──────── PROVIDED PASSAGE ────────

Bug 1634700

Summary: [3.11] Modification in master-config.yaml is causing a failure during Master-API restart (runtime-config)
Product: OpenShift Container Platform Reporter: Simon Reber <sreber>
Component: InstallerAssignee: Scott Dodson <sdodson>
Status: CLOSED ERRATA QA Contact: ge liu <geliu>
Severity: high Docs Contact:
Priority: high    
Version: 3.10.0CC: aos-bugs, cshereme, geliu, gpei, jokerman, mmccomas, rhowe, sdodson
Target Milestone: ---   
Target Release: 3.11.z   
Hardware: x86_64   
OS: Linux   
Whiteboard:
Fixed In Version: Doc Type: Bug Fix
Doc Text:
Previously, when upgrading from earlier versions of the product the step that removes pod presets configuration may have resulted in a master-config.yaml file that failed to parse properly. This error has been corrected and the master-config.yaml should now be updated properly in all scenarios.
Story Points: ---
Clone Of:
: 1642148 (view as bug list) Environment:
Last Closed: 2018-11-20 03:10:46 UTC Type: Bug
Regression: --- Mount Type: ---
Documentation: --- CRM:
Verified Versions: Category: ---
oVirt Team: --- RHEL 7.3 requirements from Atomic Host:
Cloudforms Team: --- Target Upstream Version:
Embargoed:
Bug Depends On:    
Bug Blocks: 1642148    

Description Simon Reber 2018-10-01 11:37:27 UTC
Description of problem:

When upgrading from Red Hat OpenShift Container Platform 3.9 to Red Hat OpenShift Container Platform 3.10, the upgrade playbook is failing because `runtime-config: ''` is added to `master-config.yaml as per https://github.com/openshift/openshift-ansible/blob/release-3.10/roles/openshift_control_plane/tasks/upgrade.yml#L132

F0928 10:01:42.736248       1 start_api.go:68] could not load config file "/etc/origin/master/master-config.yaml" due to an error: error reading config: [pos 4311]: only encoded map or array can be decoded into a slice (6)
[root@master01 ~]# master-logs controllers controllers
F0928 10:01:42.737000       1 start_controllers.go:67] could not load config file "/etc/origin/master/master-config.yaml" due to an error: error reading config: [pos 4311]: only encoded map or array can be decoded into a slice (6)

When checking, it was found that `runtime-config: ''` needs to be replaced with `runtime-config: []` as this is what is expected. Once this is done manually, everything is started and the upgrade processes without issue.

Version-Release number of selected component (if applicable):

 - atomic-openshift-3.10.45-1.git.0.3b98bf6.el7

How reproducible:

 - Always, when `runtime-config` is set to `apis/settings.k8s.io/v1alpha1=true`

Steps to Reproduce:
1. Upgrading from Red Hat OpenShift Container Platform 3.9 to 3.10 as per https://docs.openshift.com/container-platform/3.10/upgrading/automated_upgrades.html#upgrading-control-plane-nodes-separate-phases

Actual results:

Upgrade is failing as the Master-API does not restart because of syntax failure.

F0928 10:01:42.736248       1 start_api.go:68] could not load config file "/etc/origin/master/master-config.yaml" due to an error: error reading config: [pos 4311]: only encoded map or array can be decoded into a slice (6)

──────── EXCERPTED RECORDS ────────

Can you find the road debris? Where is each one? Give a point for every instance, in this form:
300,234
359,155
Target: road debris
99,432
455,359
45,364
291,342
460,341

────────

Go on with the bug report on the master-config.yaml upgrade failure, starting after its last line.

[root@master01 ~]# master-logs controllers controllers
F0928 10:01:42.737000       1 start_controllers.go:67] could not load config file "/etc/origin/master/master-config.yaml" due to an error: error reading config: [pos 4311]: only encoded map or array can be decoded into a slice (6)

Expected results:

No error reported and upgrade to complete without an issue being reported

Additional info:

https://bugzilla.redhat.com/show_bug.cgi?id=1633383 could be of interest here as it also talk about this part of the configuration.

Description of problem:

Version-Release number of the following components:
rpm -q openshift-ansible
rpm -q ansible
ansible --version

How reproducible:

Steps to Reproduce:
1.
2.
3.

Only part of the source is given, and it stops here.